**EXERCISE BRIEF:**
Rewrite every one of the entries below, replacing "whole pixels" with "integer pixels" and leaving everything else unchanged. Omit the pictures from your version.

Segmentation labeling entries
==============================
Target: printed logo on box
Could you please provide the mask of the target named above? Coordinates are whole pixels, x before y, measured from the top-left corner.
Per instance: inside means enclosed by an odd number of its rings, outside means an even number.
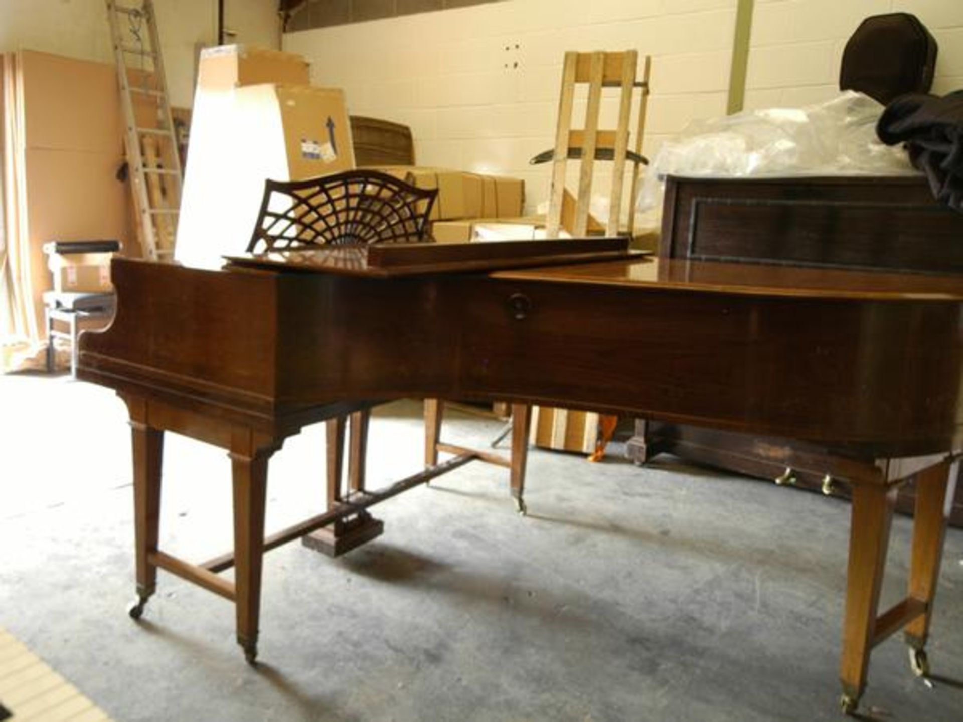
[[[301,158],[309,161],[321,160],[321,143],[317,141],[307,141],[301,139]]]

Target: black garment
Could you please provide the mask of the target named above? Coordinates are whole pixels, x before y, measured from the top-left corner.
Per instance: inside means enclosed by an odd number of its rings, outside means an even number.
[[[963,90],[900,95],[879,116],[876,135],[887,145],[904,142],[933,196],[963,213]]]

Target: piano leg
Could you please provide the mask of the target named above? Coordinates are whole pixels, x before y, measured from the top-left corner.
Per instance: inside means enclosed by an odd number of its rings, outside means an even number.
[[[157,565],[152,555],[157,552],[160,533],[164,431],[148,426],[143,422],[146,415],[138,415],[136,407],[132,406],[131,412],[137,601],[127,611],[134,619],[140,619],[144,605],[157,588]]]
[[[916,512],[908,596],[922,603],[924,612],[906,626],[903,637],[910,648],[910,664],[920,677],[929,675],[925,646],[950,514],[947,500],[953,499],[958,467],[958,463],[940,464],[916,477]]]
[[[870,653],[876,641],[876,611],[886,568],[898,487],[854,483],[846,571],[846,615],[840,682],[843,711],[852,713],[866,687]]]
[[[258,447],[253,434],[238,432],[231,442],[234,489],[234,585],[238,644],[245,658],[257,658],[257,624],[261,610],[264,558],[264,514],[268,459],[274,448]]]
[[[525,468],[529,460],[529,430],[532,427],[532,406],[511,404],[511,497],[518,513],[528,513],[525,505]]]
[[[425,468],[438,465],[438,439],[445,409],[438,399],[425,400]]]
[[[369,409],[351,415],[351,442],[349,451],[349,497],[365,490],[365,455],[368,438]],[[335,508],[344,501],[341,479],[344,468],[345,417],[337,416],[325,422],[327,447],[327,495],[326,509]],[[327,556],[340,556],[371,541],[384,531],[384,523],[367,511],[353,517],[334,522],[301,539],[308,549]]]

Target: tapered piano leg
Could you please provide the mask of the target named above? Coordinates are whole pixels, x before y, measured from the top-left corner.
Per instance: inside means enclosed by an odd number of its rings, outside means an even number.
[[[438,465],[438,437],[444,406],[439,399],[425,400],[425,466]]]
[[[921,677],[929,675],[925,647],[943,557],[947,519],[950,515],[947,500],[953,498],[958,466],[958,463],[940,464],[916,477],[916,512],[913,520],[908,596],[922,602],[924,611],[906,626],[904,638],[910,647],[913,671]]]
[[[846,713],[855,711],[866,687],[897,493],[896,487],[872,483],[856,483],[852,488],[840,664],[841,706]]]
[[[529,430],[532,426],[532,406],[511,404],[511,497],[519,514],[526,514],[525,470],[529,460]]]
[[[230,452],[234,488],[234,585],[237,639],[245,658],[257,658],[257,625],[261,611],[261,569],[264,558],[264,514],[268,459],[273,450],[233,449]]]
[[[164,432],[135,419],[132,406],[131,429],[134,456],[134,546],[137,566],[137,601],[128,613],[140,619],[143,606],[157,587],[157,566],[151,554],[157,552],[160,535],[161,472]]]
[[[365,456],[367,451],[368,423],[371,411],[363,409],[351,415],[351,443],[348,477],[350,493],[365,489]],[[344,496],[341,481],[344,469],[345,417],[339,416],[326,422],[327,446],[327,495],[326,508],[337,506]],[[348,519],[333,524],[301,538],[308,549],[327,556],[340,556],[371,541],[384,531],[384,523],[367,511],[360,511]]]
==============================
**SOLUTION FOR THIS EXERCISE:**
Target: printed logo on box
Could you please provide the mask of the target named above? Coordinates are integer pixels, x before y, measured from the top-left corner.
Per instance: inside means enclosed by an odd number of its rings, outside means an even number.
[[[301,158],[309,161],[321,160],[321,143],[317,141],[307,141],[301,139]]]

Target: black garment
Could you please provide the mask of the target named above? Coordinates are integer pixels, x before y, measured from the top-left corner.
Per instance: inside means enclosed by an odd number of its rings, outside means an even number.
[[[963,90],[900,95],[879,116],[876,135],[887,145],[904,142],[933,196],[963,213]]]

Target: piano leg
Could you please provide the mask of the target named above? Coordinates are integer pixels, x before y, measured from the top-left corner.
Per instance: inside means enclosed by an odd number of its rings, outside means an even number.
[[[157,565],[152,555],[157,552],[160,533],[164,431],[148,426],[143,422],[146,415],[138,415],[136,407],[132,406],[131,412],[137,601],[127,611],[134,619],[140,619],[144,605],[157,588]]]
[[[916,512],[908,596],[922,603],[924,612],[906,626],[903,637],[910,648],[910,664],[920,677],[929,675],[925,646],[950,514],[947,500],[953,499],[958,467],[958,463],[940,464],[916,477]]]
[[[870,653],[876,641],[876,611],[886,568],[898,487],[854,483],[846,571],[846,615],[840,682],[843,711],[852,713],[866,687]]]
[[[258,447],[253,434],[238,432],[231,442],[234,489],[234,585],[238,644],[245,658],[257,658],[257,624],[261,610],[264,558],[264,514],[268,459],[274,448]]]
[[[525,468],[529,460],[529,430],[532,427],[532,406],[511,404],[511,497],[518,513],[528,513],[525,505]]]
[[[425,468],[438,465],[438,439],[445,409],[438,399],[425,400]]]
[[[369,409],[351,415],[351,442],[349,451],[349,497],[365,490],[365,455],[368,438]],[[335,508],[344,501],[341,479],[344,468],[345,417],[337,416],[325,422],[327,447],[327,495],[326,509]],[[327,556],[340,556],[371,541],[384,531],[384,523],[367,511],[353,517],[334,522],[301,539],[308,549]]]

Target: tapered piano leg
Could you please provide the mask of the target named above? Coordinates are integer pixels, x before y, measured from the top-left corner.
Per instance: inside means enclosed by an odd number of its rings, outside means an even number.
[[[438,465],[438,437],[444,406],[439,399],[425,400],[425,466]]]
[[[921,677],[929,675],[925,647],[943,557],[947,519],[950,515],[947,500],[953,498],[958,466],[958,463],[940,464],[916,477],[916,512],[913,520],[908,596],[922,602],[924,611],[906,626],[904,638],[910,647],[913,671]]]
[[[846,713],[855,711],[866,687],[897,493],[896,487],[872,483],[856,483],[852,488],[840,664],[841,706]]]
[[[529,430],[532,426],[532,406],[511,404],[511,497],[519,514],[526,514],[525,470],[529,460]]]
[[[230,452],[234,488],[234,585],[237,639],[245,658],[257,658],[257,625],[261,611],[261,569],[264,558],[264,514],[268,459],[273,450],[233,449]]]
[[[164,432],[135,419],[132,406],[131,429],[134,456],[134,546],[137,566],[137,601],[128,613],[140,619],[143,606],[157,587],[157,566],[151,554],[157,552],[160,535],[161,472]]]
[[[365,456],[367,451],[368,423],[371,411],[363,409],[351,415],[351,443],[348,477],[350,493],[365,489]],[[344,496],[341,481],[344,469],[345,417],[339,416],[326,422],[327,446],[327,495],[326,508],[337,506]],[[348,519],[333,524],[301,538],[308,549],[327,556],[340,556],[371,541],[384,531],[384,523],[367,511],[360,511]]]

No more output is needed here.